**Task instructions:**
1) Sum up the email reply about hearing tests in two sentences.
2) In the email reply about hearing tests, what result did the son's brainstem response test show?
3) Translate this sentence from the email reply about hearing tests into Spanish: "Wish I could be of more help."

--- Extract ---

2. Remember that all that one obtains from evoked brainstem response
testing is information about whether the auditory tracks are functioning
normally.  There is no information one obtains about how this affects
behavior (If it affects behavior), and in what way any abnormal evoked
responses determine how to "treat" the child to improve behavior.

It appears to me that you want to know about your son's behavior
(listening and language), and why there may be a delay or breakdown in his
commnicative abilities.  you need a good behavioral evaluation of his
listening and auditory abilties.

I do not know if anyone in your area (not sure exactly where you are) is
doing CAP evaluation for preschoolers looking at behaviors and information

Wish I could be of more help.  If you'd like more help, please feel free
to private email me at my email address below.  Otherwise, you may find
more support and help on the CAPD listserv which is specific to this area.

to subscribe to the CAPD listserv:
	listserv at sjuvm.stjohns.edu
	subscribe CAPD <name>

substitute your real name for <name>

(list owner of CAPD)
<dr.j at rdz.stjohns.edu>

On Sat, 7 Dec 1996, kenneth bodkin wrote:

> Shelly Bower wrote:
> >
> > I am hoping for some suggestions from you all
> >
> > I have a son (age 3.5) that has a severe expressive/receptive
> > communication disorder.  As a brief history, when he turned two we
> > took him to an audiologist because his speech was delayed and because
> > he had very uneven reactions to sound.  For example, a new soft noise
> > behind him would cause him to turn around but a fire alarm going off
> > wouldn't produce even a startle reaction.    Anyway,  based on a
> > hearing exam  the audiologist said he had at least a 40% hearing loss
> > but given his age and the difficulties in doing the exam they sent us
> > off to get a BAER test done.  The brainstem response test showed
> > normal hearing.
> >
> > He is now 3.5 and his language has come a long way but its obvious at
> > this point that auditory processing problems are hindering further
> > gains.  He can't differentiate between sentences like "How are you?"
> > and "How old are you?".  I know he knows his colors cold,  but if
> > asked out of the blue "what color is it?,  he often can't answer , I
> > don't think he can "decifer"  the question.  If I give the answer once
> > and keep asking the same question about different objects in the room
> > he'll get them all right...Is this making sense?  His pediatrician has
> > ruled out auditory processing delays because he can echo words or
> > answer questions he knows immediately.  However, I still feel there is
> > a definitely something going on with the auditory process.
> >
> > Here are the questions I have, answers to any of them would be greatly
> > appreciated?

--- Provided material ---

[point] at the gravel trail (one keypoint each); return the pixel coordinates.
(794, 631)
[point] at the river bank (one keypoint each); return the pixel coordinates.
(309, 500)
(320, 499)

---

**Answers to the exercises:**
1) The writer explains that brainstem response testing gives no information about how the results affect behavior or how to treat a child to improve it. A parent asking about a 3.5-year-old son's listening and language is told to get a good behavioral evaluation, and is offered private email help or the CAPD listserv for more support.

2) It showed normal hearing.

3) Ojalá pudiera ser de más ayuda.